- [Exercise goal]:
From the first line to the last, give the listing again exactly.

"""

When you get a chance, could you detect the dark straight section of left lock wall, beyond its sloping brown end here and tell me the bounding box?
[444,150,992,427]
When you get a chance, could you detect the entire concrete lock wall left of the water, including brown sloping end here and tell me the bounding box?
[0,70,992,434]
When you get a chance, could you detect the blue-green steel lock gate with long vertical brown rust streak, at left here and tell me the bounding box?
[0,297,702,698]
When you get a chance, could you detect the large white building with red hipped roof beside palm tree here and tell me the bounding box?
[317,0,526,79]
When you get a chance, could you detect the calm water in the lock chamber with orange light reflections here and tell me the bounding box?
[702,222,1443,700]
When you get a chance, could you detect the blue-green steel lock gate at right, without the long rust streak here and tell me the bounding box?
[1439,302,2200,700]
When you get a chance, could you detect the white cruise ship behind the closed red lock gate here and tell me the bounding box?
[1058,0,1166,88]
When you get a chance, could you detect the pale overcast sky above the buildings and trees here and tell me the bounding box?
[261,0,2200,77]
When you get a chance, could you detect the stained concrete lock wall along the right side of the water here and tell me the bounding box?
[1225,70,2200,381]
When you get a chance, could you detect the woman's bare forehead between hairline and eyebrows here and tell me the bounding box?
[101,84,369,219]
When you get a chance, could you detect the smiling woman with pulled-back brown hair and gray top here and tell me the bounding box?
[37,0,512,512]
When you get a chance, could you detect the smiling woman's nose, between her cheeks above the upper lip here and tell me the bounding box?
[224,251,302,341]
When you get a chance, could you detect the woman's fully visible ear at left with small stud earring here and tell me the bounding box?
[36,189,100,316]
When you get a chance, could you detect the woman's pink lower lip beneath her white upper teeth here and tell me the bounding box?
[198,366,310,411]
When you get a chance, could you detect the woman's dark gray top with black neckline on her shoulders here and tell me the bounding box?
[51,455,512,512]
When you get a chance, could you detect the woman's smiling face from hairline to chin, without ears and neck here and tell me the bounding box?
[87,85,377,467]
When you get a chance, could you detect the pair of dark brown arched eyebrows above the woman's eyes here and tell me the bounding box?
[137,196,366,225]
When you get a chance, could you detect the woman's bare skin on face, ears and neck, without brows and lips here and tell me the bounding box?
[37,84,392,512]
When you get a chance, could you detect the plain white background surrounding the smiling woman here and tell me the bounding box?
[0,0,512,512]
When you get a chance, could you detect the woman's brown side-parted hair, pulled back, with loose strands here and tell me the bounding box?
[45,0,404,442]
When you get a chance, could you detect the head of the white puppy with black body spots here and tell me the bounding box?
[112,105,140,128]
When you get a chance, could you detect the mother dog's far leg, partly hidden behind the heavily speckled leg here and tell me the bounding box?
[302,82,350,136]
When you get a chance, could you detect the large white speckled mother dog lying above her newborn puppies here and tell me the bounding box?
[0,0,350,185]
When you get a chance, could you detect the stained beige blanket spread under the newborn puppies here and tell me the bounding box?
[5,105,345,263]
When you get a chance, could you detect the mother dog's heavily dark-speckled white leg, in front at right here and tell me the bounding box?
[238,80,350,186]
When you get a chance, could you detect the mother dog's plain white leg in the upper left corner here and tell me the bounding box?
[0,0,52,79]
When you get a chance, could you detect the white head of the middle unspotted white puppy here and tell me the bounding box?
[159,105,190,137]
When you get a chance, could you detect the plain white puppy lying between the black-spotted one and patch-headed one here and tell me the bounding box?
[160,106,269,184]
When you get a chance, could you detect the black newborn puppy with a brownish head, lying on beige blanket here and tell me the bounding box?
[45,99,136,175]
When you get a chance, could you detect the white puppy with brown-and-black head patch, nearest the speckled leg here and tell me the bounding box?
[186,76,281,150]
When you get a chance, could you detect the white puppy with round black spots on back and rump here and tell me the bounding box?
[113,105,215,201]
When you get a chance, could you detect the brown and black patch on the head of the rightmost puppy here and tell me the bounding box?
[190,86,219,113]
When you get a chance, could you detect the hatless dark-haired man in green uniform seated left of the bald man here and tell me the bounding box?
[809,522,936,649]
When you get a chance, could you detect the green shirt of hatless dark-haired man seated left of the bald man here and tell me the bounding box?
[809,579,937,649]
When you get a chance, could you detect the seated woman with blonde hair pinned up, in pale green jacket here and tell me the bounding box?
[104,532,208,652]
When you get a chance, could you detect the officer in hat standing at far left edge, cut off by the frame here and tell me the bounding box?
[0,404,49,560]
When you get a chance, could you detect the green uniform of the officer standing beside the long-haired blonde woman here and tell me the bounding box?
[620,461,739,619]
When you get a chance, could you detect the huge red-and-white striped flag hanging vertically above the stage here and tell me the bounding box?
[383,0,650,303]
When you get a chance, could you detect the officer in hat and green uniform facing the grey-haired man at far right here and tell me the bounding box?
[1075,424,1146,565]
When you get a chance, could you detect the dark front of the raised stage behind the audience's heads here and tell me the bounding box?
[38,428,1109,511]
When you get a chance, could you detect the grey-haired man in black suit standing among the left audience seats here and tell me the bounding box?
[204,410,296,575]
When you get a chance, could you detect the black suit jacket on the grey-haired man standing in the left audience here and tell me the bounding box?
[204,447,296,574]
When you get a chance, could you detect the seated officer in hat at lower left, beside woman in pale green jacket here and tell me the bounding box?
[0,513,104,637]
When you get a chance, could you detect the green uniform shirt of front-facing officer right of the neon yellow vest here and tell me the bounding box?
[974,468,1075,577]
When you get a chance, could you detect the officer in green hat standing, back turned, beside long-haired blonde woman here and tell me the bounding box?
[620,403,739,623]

"""

- [Exercise answer]:
When you get a chance, could you detect the dark straight section of left lock wall, beyond its sloping brown end here and tell me the bounding box?
[444,150,992,427]
When you get a chance, could you detect the entire concrete lock wall left of the water, including brown sloping end here and tell me the bounding box?
[0,70,992,434]
When you get a chance, could you detect the blue-green steel lock gate with long vertical brown rust streak, at left here and tell me the bounding box?
[0,297,702,698]
When you get a chance, could you detect the large white building with red hipped roof beside palm tree here and tell me the bounding box?
[317,0,526,79]
When you get a chance, could you detect the calm water in the lock chamber with orange light reflections here and tell me the bounding box?
[702,222,1443,700]
When you get a chance, could you detect the blue-green steel lock gate at right, without the long rust streak here and tell me the bounding box?
[1439,302,2200,700]
When you get a chance, could you detect the white cruise ship behind the closed red lock gate here and tell me the bounding box?
[1058,0,1166,88]
When you get a chance, could you detect the pale overcast sky above the buildings and trees here and tell me the bounding box?
[261,0,2200,77]
When you get a chance, could you detect the stained concrete lock wall along the right side of the water here and tell me the bounding box?
[1225,70,2200,381]
When you get a chance, could you detect the woman's bare forehead between hairline and eyebrows here and tell me the bounding box?
[101,84,369,219]
When you get a chance, could you detect the smiling woman with pulled-back brown hair and gray top here and tell me the bounding box?
[37,0,512,512]
When you get a chance, could you detect the smiling woman's nose, between her cheeks above the upper lip here and tell me the bounding box?
[224,251,302,341]
When you get a chance, could you detect the woman's fully visible ear at left with small stud earring here and tell me the bounding box?
[36,189,100,316]
When you get a chance, could you detect the woman's pink lower lip beneath her white upper teeth here and tell me the bounding box?
[198,366,310,411]
When you get a chance, could you detect the woman's dark gray top with black neckline on her shoulders here and tell me the bounding box?
[51,455,512,512]
When you get a chance, could you detect the woman's smiling face from hairline to chin, without ears and neck here and tell me the bounding box?
[87,85,377,467]
When you get a chance, could you detect the pair of dark brown arched eyebrows above the woman's eyes here and tell me the bounding box?
[137,196,366,225]
When you get a chance, could you detect the woman's bare skin on face, ears and neck, without brows and lips here and tell me the bounding box?
[37,84,392,512]
When you get a chance, could you detect the plain white background surrounding the smiling woman here and tell me the bounding box?
[0,0,512,512]
When you get a chance, could you detect the woman's brown side-parted hair, pulled back, with loose strands here and tell me the bounding box?
[45,0,404,442]
When you get a chance, could you detect the head of the white puppy with black body spots here and tell me the bounding box?
[112,105,140,128]
When you get a chance, could you detect the mother dog's far leg, partly hidden behind the heavily speckled leg here and tell me the bounding box?
[302,82,350,136]
When you get a chance, could you detect the large white speckled mother dog lying above her newborn puppies here and tell me the bounding box?
[0,0,350,185]
When you get a chance, could you detect the stained beige blanket spread under the newborn puppies here and tell me the bounding box?
[5,105,345,263]
When you get a chance, could you detect the mother dog's heavily dark-speckled white leg, in front at right here and tell me the bounding box?
[238,80,350,186]
When you get a chance, could you detect the mother dog's plain white leg in the upper left corner here and tell me the bounding box?
[0,0,52,79]
When you get a chance, could you detect the white head of the middle unspotted white puppy here and tell me the bounding box?
[159,105,190,137]
When you get a chance, could you detect the plain white puppy lying between the black-spotted one and patch-headed one here and tell me the bounding box?
[160,106,269,184]
When you get a chance, could you detect the black newborn puppy with a brownish head, lying on beige blanket here and tell me the bounding box?
[45,99,136,175]
When you get a chance, could you detect the white puppy with brown-and-black head patch, nearest the speckled leg here and tell me the bounding box?
[186,76,281,150]
When you get a chance, could you detect the white puppy with round black spots on back and rump here and tell me the bounding box?
[113,105,215,201]
When you get a chance, could you detect the brown and black patch on the head of the rightmost puppy here and tell me the bounding box?
[190,86,219,113]
When you get a chance, could you detect the hatless dark-haired man in green uniform seated left of the bald man here and tell me the bounding box?
[809,522,936,649]
When you get a chance, could you detect the green shirt of hatless dark-haired man seated left of the bald man here and tell me the bounding box?
[809,579,937,649]
When you get a chance, could you detect the seated woman with blonde hair pinned up, in pale green jacket here and tell me the bounding box?
[104,532,208,652]
When you get a chance, could you detect the officer in hat standing at far left edge, cut off by the frame here and tell me the bounding box?
[0,404,49,560]
When you get a chance, could you detect the green uniform of the officer standing beside the long-haired blonde woman here and tell me the bounding box?
[620,461,739,619]
When you get a chance, could you detect the huge red-and-white striped flag hanging vertically above the stage here and tell me the bounding box?
[383,0,650,303]
When you get a chance, could you detect the officer in hat and green uniform facing the grey-haired man at far right here and tell me the bounding box?
[1075,424,1146,565]
When you get a chance, could you detect the dark front of the raised stage behind the audience's heads here and tell me the bounding box?
[38,428,1109,511]
When you get a chance, could you detect the grey-haired man in black suit standing among the left audience seats here and tell me the bounding box?
[204,410,296,575]
When you get a chance, could you detect the black suit jacket on the grey-haired man standing in the left audience here and tell me the bounding box?
[204,447,296,574]
When you get a chance, could you detect the seated officer in hat at lower left, beside woman in pale green jacket here and tell me the bounding box?
[0,513,104,637]
When you get a chance, could you detect the green uniform shirt of front-facing officer right of the neon yellow vest here and tell me the bounding box?
[974,468,1075,577]
When you get a chance, could you detect the officer in green hat standing, back turned, beside long-haired blonde woman here and tell me the bounding box?
[620,403,739,623]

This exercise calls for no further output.